Mubadalah.id – Kasus kekerasan di Indonesia hingga saat ini masih menjadi PR bagi kita semua. Rasanya tindak kekerasan tidak ada hentinya. Bahkan di lembaga pendidikan sekalipun angka kekerasan masih banyak terjadi.
Merujuk data dari Simfoni Kementerian Pemberdayaan Perempuan dan Perlindungan Anak (Kemen PPPA) mencatat selama 1 Januari – 28 November 2023 ada sebanyak 22.441 kasus kekerasan di lembaga pendidikan. Dari data tersebut terdiri dari 580 kasus yang terjadi di TK/Paud, 5.712 kasus di SD, 6.256 kasus di SMP, 7.846 kasus di SMA, dan 2047 kasus di perguruan tinggi.
Dari angka tersebut, kita bisa membayangkan, bahwa di lembaga pendidikan sekalipun belum menjadi ruang yang aman. Masih banyak predator yang terus berkeliaran di lembaga pendidikan kita. Bahkan setingkat TK/Paud, banyak anak-anak kita yang menjadi korban kekerasan.
Namun sayangnya, tingginya angka kekerasan yang terjadi di lembaga pendidikan menjadi tamparan keras bagi bangsa Indonesia, lembaga pendidikan yang seharusnya menjadi tempat belajar dan mencari ilmu pengetahuan justru menjadi sarang bagi para pelaku kekerasan.
Bagi saya hal ini sangat miris, karena di tengah bangsa ini mencetak generasi yang cerdas, justru ia menjadi korban dari segala tindak kekerasan.
Laporkan Kasusnya
Sebetulnya, anak-anak yang menjadi korban kekerasan bisa melaporkan kasusnya itu ke pihak yang berwajib. Bahkan untuk mendamping kasusnya, ia bisa meminta berbagai lembaga pendamping atau lembaga bantuan hukum (LBH).

### INSTRUKSI TUGAS A
Kembalikan seluruh teks tentang kekerasan di lembaga pendidikan di atas tanpa mengubah satu kata pun.

### DAFTAR ENTRI
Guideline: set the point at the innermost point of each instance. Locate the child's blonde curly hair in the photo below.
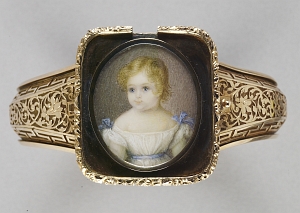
(156, 71)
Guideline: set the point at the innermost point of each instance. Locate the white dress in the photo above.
(147, 149)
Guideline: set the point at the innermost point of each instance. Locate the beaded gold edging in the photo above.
(111, 180)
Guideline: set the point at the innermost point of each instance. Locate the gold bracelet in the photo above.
(147, 109)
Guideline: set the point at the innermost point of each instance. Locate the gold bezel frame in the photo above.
(148, 181)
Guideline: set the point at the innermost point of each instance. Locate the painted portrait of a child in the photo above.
(146, 134)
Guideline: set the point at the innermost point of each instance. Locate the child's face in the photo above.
(142, 93)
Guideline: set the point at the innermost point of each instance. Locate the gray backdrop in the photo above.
(41, 36)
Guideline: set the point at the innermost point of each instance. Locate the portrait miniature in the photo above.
(147, 134)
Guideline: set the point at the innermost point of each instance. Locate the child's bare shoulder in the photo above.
(122, 120)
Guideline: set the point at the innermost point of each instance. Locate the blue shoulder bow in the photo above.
(106, 124)
(183, 118)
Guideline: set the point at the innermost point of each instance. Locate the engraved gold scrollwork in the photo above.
(254, 106)
(44, 112)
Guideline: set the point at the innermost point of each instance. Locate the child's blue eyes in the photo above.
(132, 90)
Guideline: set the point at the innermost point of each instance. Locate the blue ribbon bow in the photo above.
(106, 124)
(183, 118)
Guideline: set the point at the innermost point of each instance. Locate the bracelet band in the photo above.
(42, 113)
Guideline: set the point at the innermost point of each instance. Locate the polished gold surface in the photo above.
(248, 107)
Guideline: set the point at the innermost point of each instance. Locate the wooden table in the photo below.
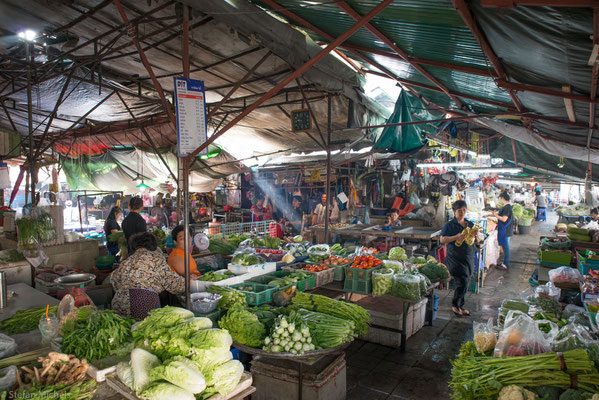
(405, 305)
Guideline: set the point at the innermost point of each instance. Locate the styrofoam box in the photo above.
(202, 286)
(253, 270)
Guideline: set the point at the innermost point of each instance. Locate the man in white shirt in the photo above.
(320, 211)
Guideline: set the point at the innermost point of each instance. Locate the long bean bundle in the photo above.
(327, 331)
(483, 377)
(24, 320)
(340, 309)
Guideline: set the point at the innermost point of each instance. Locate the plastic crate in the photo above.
(357, 273)
(585, 267)
(555, 257)
(339, 273)
(360, 286)
(302, 285)
(260, 294)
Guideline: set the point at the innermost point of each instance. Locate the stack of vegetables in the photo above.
(536, 351)
(178, 356)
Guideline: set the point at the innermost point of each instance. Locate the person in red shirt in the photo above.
(260, 211)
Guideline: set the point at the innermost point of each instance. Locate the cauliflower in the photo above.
(514, 392)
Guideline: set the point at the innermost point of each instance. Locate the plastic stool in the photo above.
(142, 301)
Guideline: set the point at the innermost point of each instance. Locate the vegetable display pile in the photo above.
(247, 259)
(482, 377)
(244, 326)
(56, 369)
(229, 298)
(96, 334)
(290, 279)
(346, 311)
(289, 334)
(212, 276)
(365, 262)
(382, 281)
(179, 356)
(24, 320)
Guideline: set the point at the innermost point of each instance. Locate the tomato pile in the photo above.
(336, 260)
(366, 262)
(315, 268)
(269, 251)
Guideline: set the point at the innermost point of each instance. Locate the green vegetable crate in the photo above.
(555, 257)
(321, 278)
(302, 285)
(358, 280)
(260, 294)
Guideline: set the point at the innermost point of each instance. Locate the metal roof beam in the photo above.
(344, 36)
(464, 12)
(421, 61)
(352, 13)
(436, 89)
(538, 3)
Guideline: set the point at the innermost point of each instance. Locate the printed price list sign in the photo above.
(190, 103)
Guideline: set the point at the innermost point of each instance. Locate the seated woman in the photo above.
(144, 269)
(176, 259)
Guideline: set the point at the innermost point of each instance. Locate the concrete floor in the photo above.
(377, 372)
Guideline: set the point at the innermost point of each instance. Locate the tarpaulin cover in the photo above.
(406, 138)
(116, 169)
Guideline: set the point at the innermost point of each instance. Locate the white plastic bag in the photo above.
(564, 275)
(8, 346)
(521, 337)
(8, 377)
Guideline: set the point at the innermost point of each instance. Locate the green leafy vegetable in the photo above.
(244, 326)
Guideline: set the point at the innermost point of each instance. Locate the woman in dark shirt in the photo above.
(460, 259)
(111, 225)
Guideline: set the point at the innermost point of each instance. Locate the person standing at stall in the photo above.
(505, 228)
(176, 260)
(260, 211)
(111, 225)
(133, 222)
(460, 255)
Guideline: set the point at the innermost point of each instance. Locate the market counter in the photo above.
(81, 254)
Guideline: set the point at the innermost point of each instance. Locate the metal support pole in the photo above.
(30, 121)
(186, 229)
(328, 188)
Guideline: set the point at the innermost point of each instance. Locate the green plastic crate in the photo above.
(260, 294)
(358, 286)
(555, 257)
(358, 274)
(302, 285)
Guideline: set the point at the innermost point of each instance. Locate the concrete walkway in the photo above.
(377, 372)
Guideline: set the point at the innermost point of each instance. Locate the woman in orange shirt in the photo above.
(176, 259)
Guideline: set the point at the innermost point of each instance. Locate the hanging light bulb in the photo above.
(561, 163)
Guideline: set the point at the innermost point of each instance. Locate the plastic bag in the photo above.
(521, 337)
(573, 336)
(396, 266)
(8, 377)
(406, 287)
(484, 336)
(548, 290)
(319, 252)
(382, 281)
(8, 346)
(549, 329)
(571, 310)
(564, 275)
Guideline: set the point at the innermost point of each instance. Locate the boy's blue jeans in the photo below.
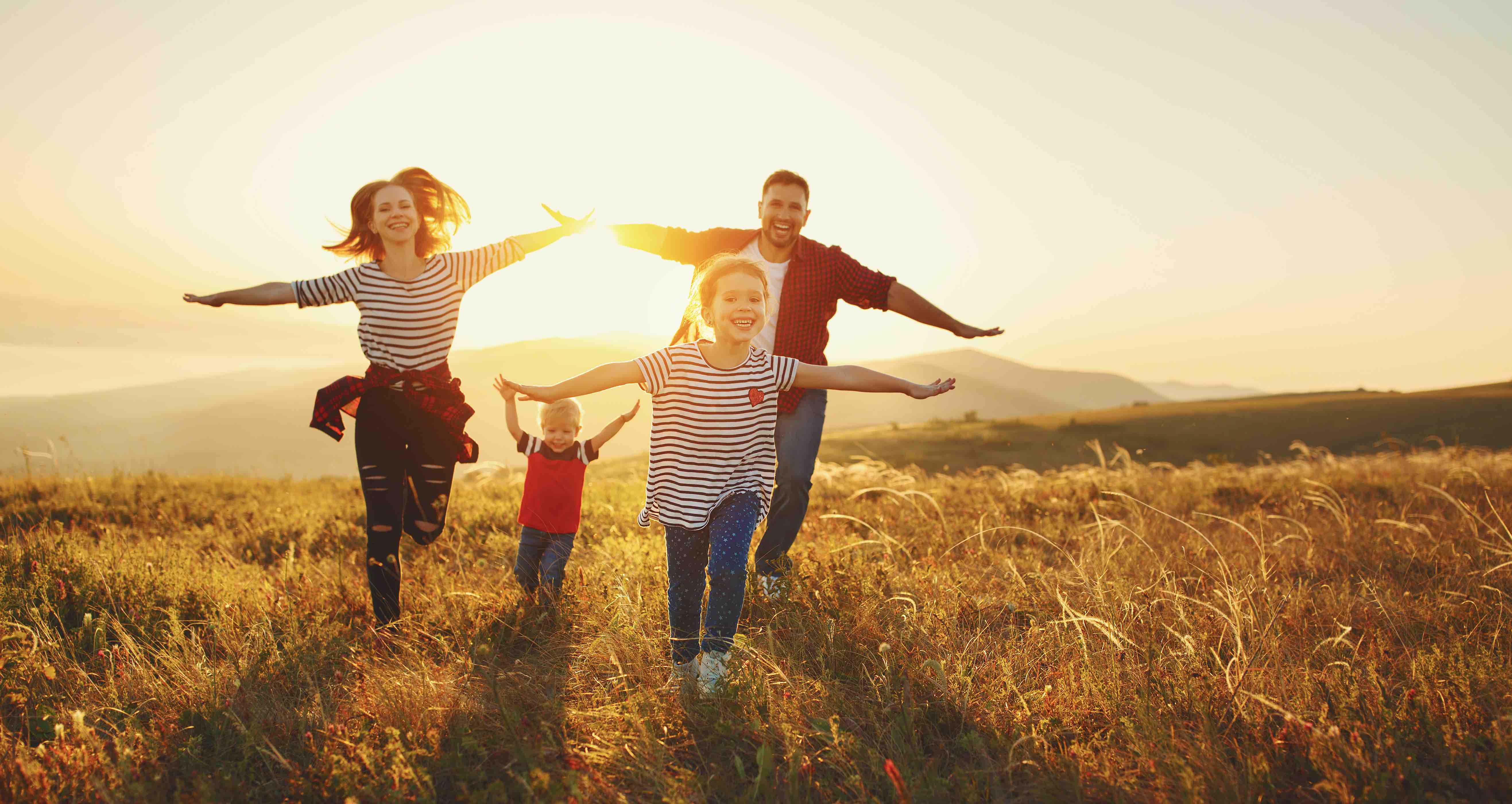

### INSTRUKSI TUGAS B
Temukan setiap baris dalam entri di atas yang memuat kata "shoulder", lalu salin baris-baris tersebut seutuhnya.

### JAWABAN LENGKAP A
Mubadalah.id – Kasus kekerasan di Indonesia hingga saat ini masih menjadi PR bagi kita semua. Rasanya tindak kekerasan tidak ada hentinya. Bahkan di lembaga pendidikan sekalipun angka kekerasan masih banyak terjadi.
Merujuk data dari Simfoni Kementerian Pemberdayaan Perempuan dan Perlindungan Anak (Kemen PPPA) mencatat selama 1 Januari – 28 November 2023 ada sebanyak 22.441 kasus kekerasan di lembaga pendidikan. Dari data tersebut terdiri dari 580 kasus yang terjadi di TK/Paud, 5.712 kasus di SD, 6.256 kasus di SMP, 7.846 kasus di SMA, dan 2047 kasus di perguruan tinggi.
Dari angka tersebut, kita bisa membayangkan, bahwa di lembaga pendidikan sekalipun belum menjadi ruang yang aman. Masih banyak predator yang terus berkeliaran di lembaga pendidikan kita. Bahkan setingkat TK/Paud, banyak anak-anak kita yang menjadi korban kekerasan.
Namun sayangnya, tingginya angka kekerasan yang terjadi di lembaga pendidikan menjadi tamparan keras bagi bangsa Indonesia, lembaga pendidikan yang seharusnya menjadi tempat belajar dan mencari ilmu pengetahuan justru menjadi sarang bagi para pelaku kekerasan.
Bagi saya hal ini sangat miris, karena di tengah bangsa ini mencetak generasi yang cerdas, justru ia menjadi korban dari segala tindak kekerasan.
Laporkan Kasusnya
Sebetulnya, anak-anak yang menjadi korban kekerasan bisa melaporkan kasusnya itu ke pihak yang berwajib. Bahkan untuk mendamping kasusnya, ia bisa meminta berbagai lembaga pendamping atau lembaga bantuan hukum (LBH).

### JAWABAN LENGKAP B
Guideline: set the point at the innermost point of each instance. Locate the child's bare shoulder in the photo above.
Guideline: set the point at the innermost point of each instance. Locate the blue shoulder bow in the photo above.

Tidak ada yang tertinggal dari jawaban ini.